-- Collected data entries --
──────

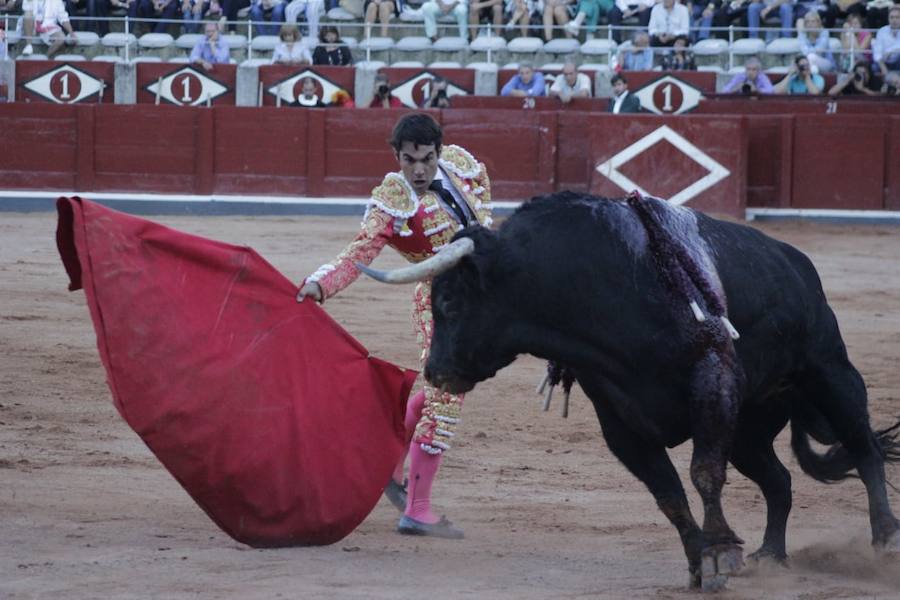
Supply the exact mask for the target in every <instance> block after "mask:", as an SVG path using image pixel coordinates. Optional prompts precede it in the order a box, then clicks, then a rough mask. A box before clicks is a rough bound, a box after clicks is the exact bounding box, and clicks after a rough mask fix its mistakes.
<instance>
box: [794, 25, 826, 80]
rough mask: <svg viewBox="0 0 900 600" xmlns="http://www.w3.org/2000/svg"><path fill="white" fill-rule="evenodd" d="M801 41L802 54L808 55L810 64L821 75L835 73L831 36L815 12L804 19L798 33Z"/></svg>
mask: <svg viewBox="0 0 900 600" xmlns="http://www.w3.org/2000/svg"><path fill="white" fill-rule="evenodd" d="M797 37H798V39H799V40H800V52H802V53H803V54H805V55H806V58H808V59H809V63H810V64H811V65H814V66H815V67H816V68H817V69H819V72H820V73H829V72H831V71H834V56H833V55H832V54H831V48H830V47H829V45H828V44H829V35H828V31H827V30H826V29H822V17H820V16H819V13H817V12H815V11H810V12H808V13H806V16H804V17H803V28H802V29H800V30H798V31H797Z"/></svg>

──────

-- About this exercise --
Rewrite the entries above with every "rough mask" changed to "draft mask" and nothing else altered. Leave the pictures out.

-- Written solution --
Supply the exact mask for the target in every <instance> block after "mask:", as an SVG path using image pixel coordinates. Optional prompts precede it in the order a box, then clicks, then a draft mask. A box before clicks is a rough bound, a box after clicks is the exact bounding box, and clicks after a draft mask fix its mistakes.
<instance>
box: [794, 25, 826, 80]
draft mask: <svg viewBox="0 0 900 600" xmlns="http://www.w3.org/2000/svg"><path fill="white" fill-rule="evenodd" d="M801 41L802 54L808 55L810 64L821 75L835 73L831 36L815 12L804 19L798 33Z"/></svg>
mask: <svg viewBox="0 0 900 600" xmlns="http://www.w3.org/2000/svg"><path fill="white" fill-rule="evenodd" d="M797 37H798V39H799V40H800V52H802V53H803V54H805V55H806V58H808V59H809V63H810V64H811V65H814V66H815V67H816V68H817V69H819V72H820V73H829V72H831V71H834V56H833V55H832V54H831V48H830V47H829V45H828V44H829V35H828V31H827V30H826V29H822V17H820V16H819V13H817V12H815V11H810V12H808V13H806V16H804V17H803V28H802V29H800V30H798V31H797Z"/></svg>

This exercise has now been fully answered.